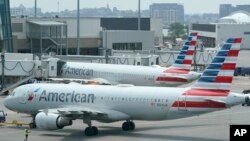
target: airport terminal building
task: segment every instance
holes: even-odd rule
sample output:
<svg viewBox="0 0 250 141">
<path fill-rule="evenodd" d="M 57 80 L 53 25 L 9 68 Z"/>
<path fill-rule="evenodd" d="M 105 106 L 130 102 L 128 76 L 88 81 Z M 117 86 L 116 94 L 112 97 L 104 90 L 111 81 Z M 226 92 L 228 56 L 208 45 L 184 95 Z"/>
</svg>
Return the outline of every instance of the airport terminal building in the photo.
<svg viewBox="0 0 250 141">
<path fill-rule="evenodd" d="M 12 17 L 11 21 L 14 52 L 77 52 L 76 18 Z M 105 49 L 153 50 L 162 43 L 161 19 L 141 18 L 140 27 L 137 18 L 80 18 L 80 55 L 102 55 Z"/>
<path fill-rule="evenodd" d="M 230 37 L 242 37 L 241 49 L 250 49 L 250 14 L 237 11 L 217 23 L 191 24 L 190 32 L 199 32 L 198 39 L 205 47 L 221 46 Z"/>
</svg>

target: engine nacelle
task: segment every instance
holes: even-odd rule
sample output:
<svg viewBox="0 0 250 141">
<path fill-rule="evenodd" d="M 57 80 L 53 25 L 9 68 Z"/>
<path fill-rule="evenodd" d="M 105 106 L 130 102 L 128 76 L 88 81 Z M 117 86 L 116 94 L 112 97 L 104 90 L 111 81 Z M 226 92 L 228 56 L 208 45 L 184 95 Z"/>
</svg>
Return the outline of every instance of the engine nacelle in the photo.
<svg viewBox="0 0 250 141">
<path fill-rule="evenodd" d="M 58 114 L 40 112 L 36 115 L 35 122 L 38 128 L 46 130 L 62 129 L 72 125 L 72 120 Z"/>
</svg>

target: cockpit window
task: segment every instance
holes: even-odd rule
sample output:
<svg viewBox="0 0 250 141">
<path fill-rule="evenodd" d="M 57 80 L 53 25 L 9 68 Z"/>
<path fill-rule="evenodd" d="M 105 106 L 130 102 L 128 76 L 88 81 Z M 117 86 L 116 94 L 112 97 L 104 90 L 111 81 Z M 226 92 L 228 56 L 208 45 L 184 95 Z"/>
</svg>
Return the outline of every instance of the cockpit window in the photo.
<svg viewBox="0 0 250 141">
<path fill-rule="evenodd" d="M 10 96 L 14 96 L 15 95 L 15 92 L 11 92 Z"/>
</svg>

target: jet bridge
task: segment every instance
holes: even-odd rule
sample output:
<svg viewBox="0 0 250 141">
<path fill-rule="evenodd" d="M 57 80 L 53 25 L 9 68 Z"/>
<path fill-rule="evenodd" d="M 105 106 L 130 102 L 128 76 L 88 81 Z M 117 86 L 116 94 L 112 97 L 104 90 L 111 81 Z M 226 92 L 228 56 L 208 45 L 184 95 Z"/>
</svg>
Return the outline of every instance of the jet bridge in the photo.
<svg viewBox="0 0 250 141">
<path fill-rule="evenodd" d="M 33 54 L 4 53 L 0 60 L 1 92 L 17 87 L 32 78 L 41 77 L 41 61 Z"/>
</svg>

Objective: Pictures are to be left out; all else in the entries above is to be quoted exactly.

Response to this exercise:
target: airport terminal building
task: segment every instance
holes: even-odd rule
sample output:
<svg viewBox="0 0 250 141">
<path fill-rule="evenodd" d="M 57 80 L 53 25 L 9 68 Z"/>
<path fill-rule="evenodd" d="M 105 106 L 130 102 L 128 76 L 88 81 Z M 117 86 L 116 94 L 112 97 L 104 90 L 111 81 Z M 226 92 L 228 56 L 208 45 L 184 95 Z"/>
</svg>
Return the outline of every instance of the airport terminal building in the photo.
<svg viewBox="0 0 250 141">
<path fill-rule="evenodd" d="M 12 17 L 11 21 L 14 52 L 77 52 L 76 18 Z M 105 49 L 153 50 L 162 43 L 161 19 L 141 18 L 140 27 L 137 18 L 80 18 L 80 55 L 102 55 Z"/>
<path fill-rule="evenodd" d="M 230 37 L 242 37 L 241 49 L 250 49 L 250 14 L 237 11 L 217 23 L 191 24 L 190 32 L 199 32 L 198 39 L 205 47 L 221 46 Z"/>
</svg>

target: engine nacelle
task: segment every instance
holes: even-odd rule
sample output:
<svg viewBox="0 0 250 141">
<path fill-rule="evenodd" d="M 57 80 L 53 25 L 9 68 Z"/>
<path fill-rule="evenodd" d="M 105 106 L 130 102 L 128 76 L 88 81 Z M 117 86 L 116 94 L 112 97 L 104 90 L 111 81 Z M 226 92 L 228 56 L 208 45 L 184 95 Z"/>
</svg>
Return the outline of every instance of the engine nacelle in the photo.
<svg viewBox="0 0 250 141">
<path fill-rule="evenodd" d="M 58 114 L 40 112 L 36 115 L 35 122 L 38 128 L 46 130 L 62 129 L 72 125 L 72 120 Z"/>
</svg>

target: cockpit window
task: segment every instance
holes: even-odd rule
sample output:
<svg viewBox="0 0 250 141">
<path fill-rule="evenodd" d="M 57 80 L 53 25 L 9 68 Z"/>
<path fill-rule="evenodd" d="M 105 106 L 130 102 L 128 76 L 88 81 Z M 117 86 L 116 94 L 112 97 L 104 90 L 111 81 Z M 226 92 L 228 56 L 208 45 L 184 95 Z"/>
</svg>
Return the outline of every instance of the cockpit window in the photo.
<svg viewBox="0 0 250 141">
<path fill-rule="evenodd" d="M 10 96 L 14 96 L 15 95 L 15 92 L 11 92 Z"/>
</svg>

target: jet bridge
task: segment every instance
holes: even-odd rule
sample output:
<svg viewBox="0 0 250 141">
<path fill-rule="evenodd" d="M 57 80 L 53 25 L 9 68 Z"/>
<path fill-rule="evenodd" d="M 105 106 L 130 102 L 128 76 L 88 81 Z M 117 86 L 116 94 L 112 97 L 104 90 L 111 81 Z M 226 92 L 228 56 L 208 45 L 184 95 Z"/>
</svg>
Return the outline of every instance of the jet bridge in the photo.
<svg viewBox="0 0 250 141">
<path fill-rule="evenodd" d="M 33 54 L 4 53 L 0 60 L 1 92 L 17 87 L 32 78 L 41 77 L 41 61 Z"/>
</svg>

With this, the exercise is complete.